-- Start of Task material --
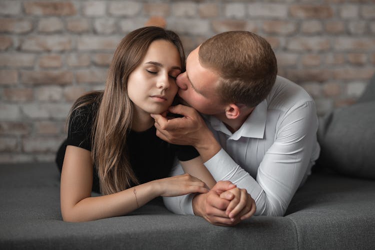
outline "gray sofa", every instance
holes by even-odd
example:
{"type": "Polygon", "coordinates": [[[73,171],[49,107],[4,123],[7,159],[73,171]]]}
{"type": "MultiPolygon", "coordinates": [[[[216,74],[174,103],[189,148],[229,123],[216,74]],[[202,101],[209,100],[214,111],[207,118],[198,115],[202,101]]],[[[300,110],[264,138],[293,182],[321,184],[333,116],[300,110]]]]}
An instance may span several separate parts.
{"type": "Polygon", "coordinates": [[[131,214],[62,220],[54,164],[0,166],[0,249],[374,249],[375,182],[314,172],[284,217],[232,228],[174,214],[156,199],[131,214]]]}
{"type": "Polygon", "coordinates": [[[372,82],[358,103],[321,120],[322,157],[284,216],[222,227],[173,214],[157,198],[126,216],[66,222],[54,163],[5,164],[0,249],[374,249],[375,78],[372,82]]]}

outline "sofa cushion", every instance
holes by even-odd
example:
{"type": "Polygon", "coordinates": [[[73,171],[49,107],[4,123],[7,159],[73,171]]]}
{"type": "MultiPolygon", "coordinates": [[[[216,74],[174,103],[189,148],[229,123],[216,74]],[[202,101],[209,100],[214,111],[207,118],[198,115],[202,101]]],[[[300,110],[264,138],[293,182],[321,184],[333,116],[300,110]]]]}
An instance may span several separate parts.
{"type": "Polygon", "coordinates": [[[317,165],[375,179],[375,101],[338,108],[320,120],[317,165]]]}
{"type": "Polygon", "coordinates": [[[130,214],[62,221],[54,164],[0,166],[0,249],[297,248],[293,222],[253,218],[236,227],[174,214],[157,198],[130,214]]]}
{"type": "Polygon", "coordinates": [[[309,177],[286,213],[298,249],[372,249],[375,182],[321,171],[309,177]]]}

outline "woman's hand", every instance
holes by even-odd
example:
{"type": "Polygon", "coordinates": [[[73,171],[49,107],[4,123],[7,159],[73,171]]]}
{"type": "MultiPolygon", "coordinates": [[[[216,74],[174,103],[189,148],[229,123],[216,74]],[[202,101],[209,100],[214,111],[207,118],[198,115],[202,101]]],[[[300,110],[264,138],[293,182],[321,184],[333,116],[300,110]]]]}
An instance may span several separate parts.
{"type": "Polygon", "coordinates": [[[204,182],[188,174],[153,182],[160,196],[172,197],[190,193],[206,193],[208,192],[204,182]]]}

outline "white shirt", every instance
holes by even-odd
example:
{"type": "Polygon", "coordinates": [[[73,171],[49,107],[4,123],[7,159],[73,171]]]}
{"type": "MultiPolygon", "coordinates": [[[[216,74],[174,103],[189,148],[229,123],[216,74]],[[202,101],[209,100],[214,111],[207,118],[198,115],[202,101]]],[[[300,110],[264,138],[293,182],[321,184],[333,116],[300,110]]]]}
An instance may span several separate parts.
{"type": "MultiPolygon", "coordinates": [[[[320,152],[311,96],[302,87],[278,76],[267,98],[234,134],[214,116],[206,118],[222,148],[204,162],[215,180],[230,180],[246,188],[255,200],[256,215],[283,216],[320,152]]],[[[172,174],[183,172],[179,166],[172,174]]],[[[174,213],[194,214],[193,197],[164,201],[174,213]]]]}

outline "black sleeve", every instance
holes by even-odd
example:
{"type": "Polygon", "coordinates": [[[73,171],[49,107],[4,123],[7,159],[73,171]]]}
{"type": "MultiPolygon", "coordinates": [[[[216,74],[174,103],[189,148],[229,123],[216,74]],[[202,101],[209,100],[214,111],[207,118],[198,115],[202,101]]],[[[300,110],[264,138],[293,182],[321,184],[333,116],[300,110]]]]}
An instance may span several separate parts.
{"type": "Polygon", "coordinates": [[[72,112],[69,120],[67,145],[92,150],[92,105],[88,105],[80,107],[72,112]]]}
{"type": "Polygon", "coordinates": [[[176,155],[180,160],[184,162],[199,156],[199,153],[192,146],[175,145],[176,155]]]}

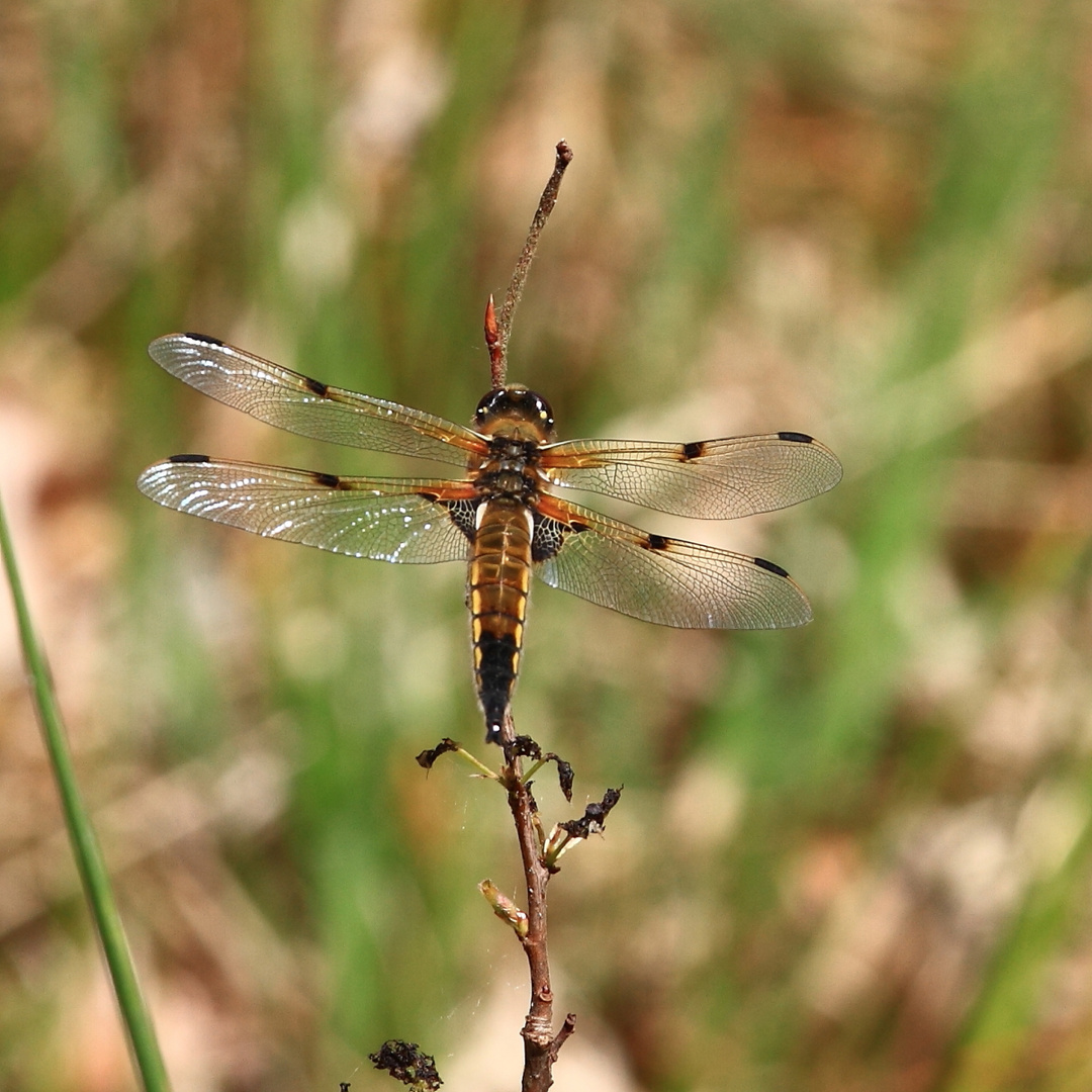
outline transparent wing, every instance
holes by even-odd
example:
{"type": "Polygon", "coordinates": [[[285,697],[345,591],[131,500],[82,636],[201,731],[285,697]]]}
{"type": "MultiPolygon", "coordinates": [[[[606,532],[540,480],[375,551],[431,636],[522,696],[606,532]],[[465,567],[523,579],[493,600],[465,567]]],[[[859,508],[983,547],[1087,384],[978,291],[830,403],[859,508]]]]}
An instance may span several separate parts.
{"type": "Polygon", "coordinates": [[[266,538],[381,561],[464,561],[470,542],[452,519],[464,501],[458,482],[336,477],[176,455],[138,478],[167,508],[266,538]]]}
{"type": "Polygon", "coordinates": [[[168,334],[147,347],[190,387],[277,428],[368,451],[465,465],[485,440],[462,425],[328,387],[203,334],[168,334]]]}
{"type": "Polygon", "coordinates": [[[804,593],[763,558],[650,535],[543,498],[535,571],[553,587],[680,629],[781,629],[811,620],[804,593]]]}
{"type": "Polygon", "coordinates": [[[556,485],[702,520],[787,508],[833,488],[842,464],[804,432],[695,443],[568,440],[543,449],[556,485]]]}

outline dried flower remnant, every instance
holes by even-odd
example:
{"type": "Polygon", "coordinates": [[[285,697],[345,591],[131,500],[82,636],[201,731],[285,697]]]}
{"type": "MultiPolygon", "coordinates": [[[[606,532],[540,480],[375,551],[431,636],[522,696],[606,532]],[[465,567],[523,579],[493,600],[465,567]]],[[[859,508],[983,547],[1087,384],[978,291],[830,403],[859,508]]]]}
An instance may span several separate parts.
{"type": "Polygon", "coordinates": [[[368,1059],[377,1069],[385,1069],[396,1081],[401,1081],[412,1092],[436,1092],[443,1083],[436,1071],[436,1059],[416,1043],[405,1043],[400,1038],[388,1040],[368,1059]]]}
-- End of Task material --
-- Start of Task material --
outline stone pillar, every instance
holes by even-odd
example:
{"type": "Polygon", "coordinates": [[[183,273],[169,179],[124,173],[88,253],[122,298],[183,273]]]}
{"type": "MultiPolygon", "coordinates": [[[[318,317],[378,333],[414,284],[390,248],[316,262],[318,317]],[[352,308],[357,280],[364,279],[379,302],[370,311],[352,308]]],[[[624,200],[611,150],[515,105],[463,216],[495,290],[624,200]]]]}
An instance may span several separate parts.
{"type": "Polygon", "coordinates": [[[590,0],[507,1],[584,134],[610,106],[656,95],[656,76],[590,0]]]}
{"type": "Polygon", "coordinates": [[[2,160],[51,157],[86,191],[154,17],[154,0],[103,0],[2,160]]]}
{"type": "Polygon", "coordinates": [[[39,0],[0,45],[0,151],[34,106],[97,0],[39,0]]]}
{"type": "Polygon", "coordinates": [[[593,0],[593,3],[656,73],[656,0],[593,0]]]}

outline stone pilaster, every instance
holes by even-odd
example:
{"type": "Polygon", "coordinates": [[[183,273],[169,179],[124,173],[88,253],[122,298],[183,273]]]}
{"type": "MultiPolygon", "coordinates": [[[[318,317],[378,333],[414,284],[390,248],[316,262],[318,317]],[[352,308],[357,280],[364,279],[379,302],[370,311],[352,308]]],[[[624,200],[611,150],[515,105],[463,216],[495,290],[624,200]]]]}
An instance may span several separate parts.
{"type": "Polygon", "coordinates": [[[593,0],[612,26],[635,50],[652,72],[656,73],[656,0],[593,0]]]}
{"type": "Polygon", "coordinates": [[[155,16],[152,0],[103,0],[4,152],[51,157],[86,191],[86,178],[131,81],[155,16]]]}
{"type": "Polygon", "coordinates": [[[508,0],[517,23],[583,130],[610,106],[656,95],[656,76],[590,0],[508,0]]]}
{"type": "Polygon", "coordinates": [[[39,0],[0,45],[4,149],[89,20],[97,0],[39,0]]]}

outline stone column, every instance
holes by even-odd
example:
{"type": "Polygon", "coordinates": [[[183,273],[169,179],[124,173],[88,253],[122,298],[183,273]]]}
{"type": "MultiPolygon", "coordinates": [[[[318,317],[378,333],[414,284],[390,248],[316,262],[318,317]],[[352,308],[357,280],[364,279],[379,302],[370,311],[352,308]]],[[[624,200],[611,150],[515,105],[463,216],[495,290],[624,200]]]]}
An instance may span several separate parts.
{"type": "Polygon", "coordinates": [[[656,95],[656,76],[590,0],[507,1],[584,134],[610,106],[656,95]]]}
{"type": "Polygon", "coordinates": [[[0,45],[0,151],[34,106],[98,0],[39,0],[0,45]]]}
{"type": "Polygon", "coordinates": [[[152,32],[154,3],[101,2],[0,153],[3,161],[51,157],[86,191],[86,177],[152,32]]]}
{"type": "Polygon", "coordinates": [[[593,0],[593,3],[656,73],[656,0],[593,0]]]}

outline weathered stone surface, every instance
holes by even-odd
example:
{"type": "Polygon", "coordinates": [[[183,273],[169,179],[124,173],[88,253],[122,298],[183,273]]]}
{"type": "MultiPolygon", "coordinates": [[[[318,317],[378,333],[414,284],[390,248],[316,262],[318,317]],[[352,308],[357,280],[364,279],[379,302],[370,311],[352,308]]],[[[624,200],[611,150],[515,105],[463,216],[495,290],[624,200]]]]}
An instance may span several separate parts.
-- End of Task material --
• [Exercise goal]
Pick out all lines in the records that contain the word "every" and copy each one.

• [Solution to this exercise]
outline "gray sofa", every instance
outline "sofa cushion", every instance
outline "woman's hand", every instance
outline "white shirt", every instance
outline "black sleeve", every instance
outline transparent wing, every instance
outline dried flower remnant, every instance
outline stone pillar, every instance
outline stone pilaster, every instance
outline stone column, every instance
outline weathered stone surface, every instance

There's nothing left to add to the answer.